*REQUIRED ACTION 1*.
Answer these questions using the interview excerpt about Aspire:
(a) Through which partnership is Aspire improving its proprietary patient identification algorithms?
(b) How many patients has Aspire served over the past five years?
(c) What problem would the speaker tackle if not leading Aspire?
*REQUIRED ACTION 2*. Retype the part of the interview excerpt about Aspire starting at "What are you" and ending at "others are doing.".

*PASSAGE FOR REVIEW*.
--- START ---

I am excited to share Aspire’s journey and the lessons learned along the way. In a field that is evolving quickly like advanced illness care, continuously innovating is critical to providing the best care to patients. For example, Aspire is continually improving its proprietary patient identification algorithms through our partnership with Google Ventures. In addition, we are leveraging the lessons we have learned from the 45,000 patients we have served over the past five years to develop automated workflows that better target specific interventions to individual patients based on their unique needs. It is critical that we all continue to innovate and share our learnings so that we can deliver services that best meet the needs of our unique patient population.
What are you hoping to learn from some of your peers in other parts of healthcare at this event?
I am excited to learn how others are using technology to care for seniors. Whether its tele-video visits or organizing rides to the physician via Uber, we think there are a number of ways that technology can be used to improve the convenience of care for our patients and families while at the same time reducing the cost of delivering our care. Aspire has run several pilots using technology in innovative ways to care for our patients, and we are very excited to learn more about what others are doing.
If you weren’t leading Aspire, what would you be doing right now instead?
That’s a great question – I just wish I had more time to think about it! I am really excited about leading Aspire’s growth over the next few years, but if there was another big problem I was going to tackle it would be how to address social determinants of health for high cost, managed Medicaid patients. I am not sure if I would do this through a non-profit, public policy, or another healthcare company, but I think it’s one of the big challenges our country is facing and would love the opportunity to work on it.
At the end of the day, how do you personally judge your success and the success of Aspire?
At the end of the day, I think it’s about the number of patients and families we – or other organizations like us – serve and, more importantly, the quality of the services we provide to those patients. I just want to make sure as many people as possible have a very different experience than my family had with my grandmom. Whether those patients are being served by Aspire or another provider doesn’t really matter to me, but making sure these services are provided in a high-quality and sustainable way is what drives me every day.

--- END ---

Dataset items:
--- START ---

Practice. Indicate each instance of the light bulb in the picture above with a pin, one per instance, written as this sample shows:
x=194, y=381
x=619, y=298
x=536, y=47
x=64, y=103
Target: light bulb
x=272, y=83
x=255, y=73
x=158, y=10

--- END ---

*EXERCISE SOLUTION 1*.
(a) Its partnership with Google Ventures.
(b) 45,000 patients.
(c) How to address social determinants of health for high cost, managed Medicaid patients.

*EXERCISE SOLUTION 2*.
What are you hoping to learn from some of your peers in other parts of healthcare at this event?
I am excited to learn how others are using technology to care for seniors. Whether its tele-video visits or organizing rides to the physician via Uber, we think there are a number of ways that technology can be used to improve the convenience of care for our patients and families while at the same time reducing the cost of delivering our care. Aspire has run several pilots using technology in innovative ways to care for our patients, and we are very excited to learn more about what others are doing.